• DOCUMENT SECTION
Begin
And so, economists have developed mathematical tools to develop theories that are sometimes beautiful, and sometimes they’re right. Auction theory was incredibly successful in the real world, but oftentimes those theories, people win prizes for those theories actually before they’re put to the test. And so, then what happens is if somebody writes a really good theory, everybody loves it. Everything else they write is brilliant too, because of the early developments they made in theory. And you see that in a lot of interpretive disciplines. Foucault, for example, once somebody establishes a reputation as a leader in their field, everything they write has the same halo effect to it. Whereas empirical work, it’s much more one by one. Did you discover some really important material compound? Did you discover? Did you make a new invention?
David Goldstein:
And when you do discover something empirically, that just invites a Nobel Prize winner to call you a camp following whore.
David Deming:
I don’t know what you’re referring to, but that sounds bad.
David Goldstein:
Oh, that’s the… Nick does. It’s the famous James Buchanan op-ed in the Wall Street Journal on the Kruger, the first minimum wage study to show that it, yeah.
David Deming:
But the minimum wage is a great example of, in my view, of how in the longer sweep of this, theory and empirical work can interact to develop something richer and more interesting. So we had these perfectly competitive, basically theories of perfect competition in labor markets, where information was perfect, but that doesn’t reflect the economic discipline today at all. And part of the reason is because people say, “Well, in this perfectly competitive economy, it must be that the minimum wage, increases in the minimum wage will lead to employment losses. We don’t find that, that must mean that maybe firms have market power. There’s some anopsy.” And so, there’s some of the most exciting recent work in economics is developing theories of monopsony power.
End
• SET PROBLEM 1
Report every line in the records that contains the string "cheetah".
The economics conversation and the records have separate origins.

• LISTED ENTRIES
Begin
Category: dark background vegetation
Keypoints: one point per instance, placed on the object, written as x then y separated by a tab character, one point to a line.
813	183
End
Begin
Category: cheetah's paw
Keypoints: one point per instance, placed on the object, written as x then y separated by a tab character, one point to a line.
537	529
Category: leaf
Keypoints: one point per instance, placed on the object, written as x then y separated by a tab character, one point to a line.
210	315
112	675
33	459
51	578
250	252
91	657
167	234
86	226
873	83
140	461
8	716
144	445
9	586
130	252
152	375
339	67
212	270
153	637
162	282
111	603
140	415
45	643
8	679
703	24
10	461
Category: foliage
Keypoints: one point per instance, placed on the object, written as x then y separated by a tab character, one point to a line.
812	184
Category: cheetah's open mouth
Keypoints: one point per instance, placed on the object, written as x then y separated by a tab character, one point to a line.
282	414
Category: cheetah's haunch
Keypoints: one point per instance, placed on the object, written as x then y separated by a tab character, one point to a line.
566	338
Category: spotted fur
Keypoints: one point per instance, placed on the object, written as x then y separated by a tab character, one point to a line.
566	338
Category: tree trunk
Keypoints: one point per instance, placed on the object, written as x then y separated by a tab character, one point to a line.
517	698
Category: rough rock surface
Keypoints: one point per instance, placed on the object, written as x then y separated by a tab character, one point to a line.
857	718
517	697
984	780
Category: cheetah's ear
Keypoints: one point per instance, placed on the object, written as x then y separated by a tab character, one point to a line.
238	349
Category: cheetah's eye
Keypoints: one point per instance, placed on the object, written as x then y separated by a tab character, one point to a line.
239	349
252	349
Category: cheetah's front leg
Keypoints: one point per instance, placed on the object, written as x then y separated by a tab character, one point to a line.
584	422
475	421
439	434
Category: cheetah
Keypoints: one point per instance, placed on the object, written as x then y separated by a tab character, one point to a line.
End
Begin
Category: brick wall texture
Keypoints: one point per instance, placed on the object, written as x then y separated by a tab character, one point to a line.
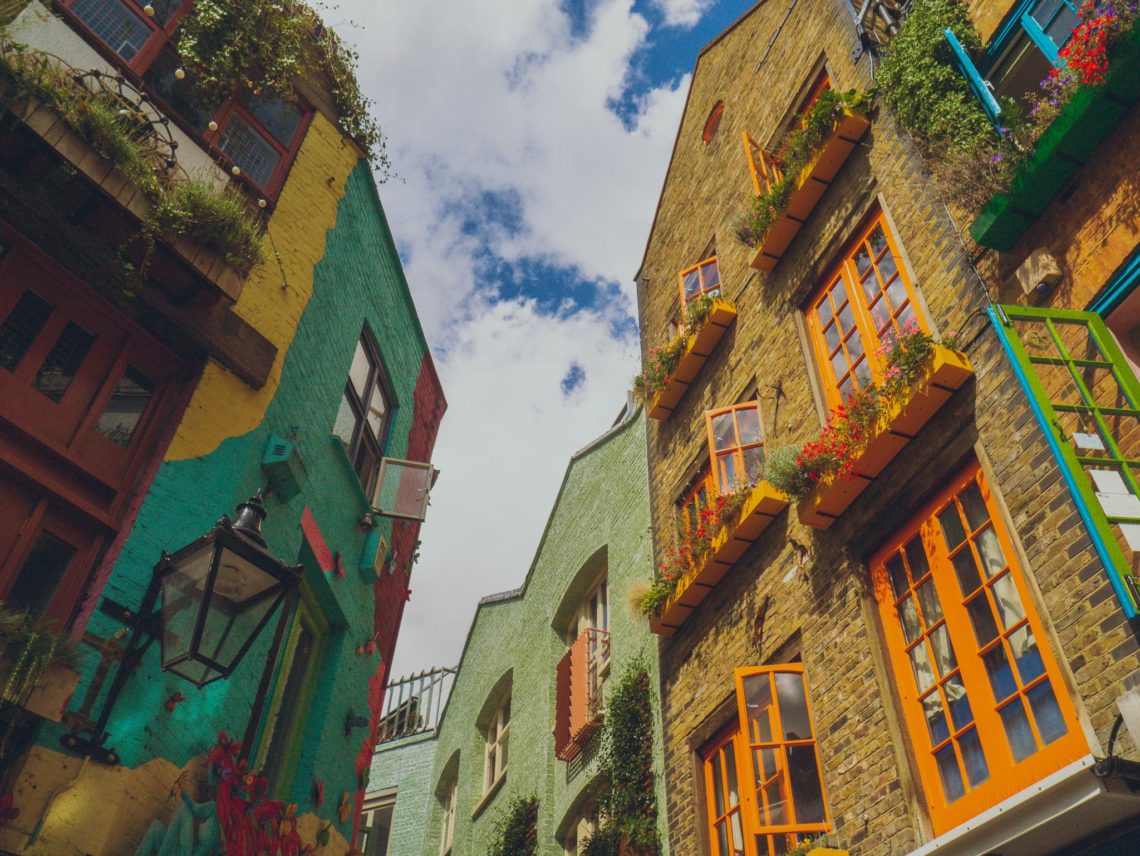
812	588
End
• SET PROBLEM 2
Continue the economics conversation from its final sentence onward.

• ANSWER 1
Category: cheetah's paw
Category: cheetah's open mouth
Category: cheetah's haunch
Category: cheetah's ear
Category: cheetah's eye
Category: cheetah's front leg
Category: cheetah

• ANSWER 2
Nick Hanauer:
That’s right. And you can think of that as exciting, because I suppose what’s $50 trillion between friends, right?
David Goldstein:
79 trillion now.
Nick Hanauer:
Oh, is it $79 trillion now?
David Goldstein:
We’re up to 79 trillion.
Nick Hanauer:
I mean, because in the real world, that view that markets were perfectly efficient and all this stuff did lead to a $79 trillion transfer of income from the bottom nine deciles to the top 1% over the last 50 years. So these are pretty serious, these are pretty serious issues.
David Deming:
Nick, that’s quite a theory. Do you have any empirical work to test it?
Nick Hanauer:
We do. We do. Huge amounts. Huge amounts. Yeah, we’ll send it to you.
David Goldstein:
Well, it’s based on the original Rand report from a few years ago, but there’s an update coming that updates the numbers, the top line numbers on this, it’s due to rising inequality since 1975. Basically, it’s counterfactual how much the bottom 90% would have earned had income distributions remain constant across over the past 50 years.
David Deming:
Sorry, and you’re assigning 100% of the credit for that to-
David Goldstein:
Well, rising in-
David Deming:
Economics? [inaudible 00:11:46]
Nick Hanauer:
Well, who’s been guiding the economy for the past 50 years?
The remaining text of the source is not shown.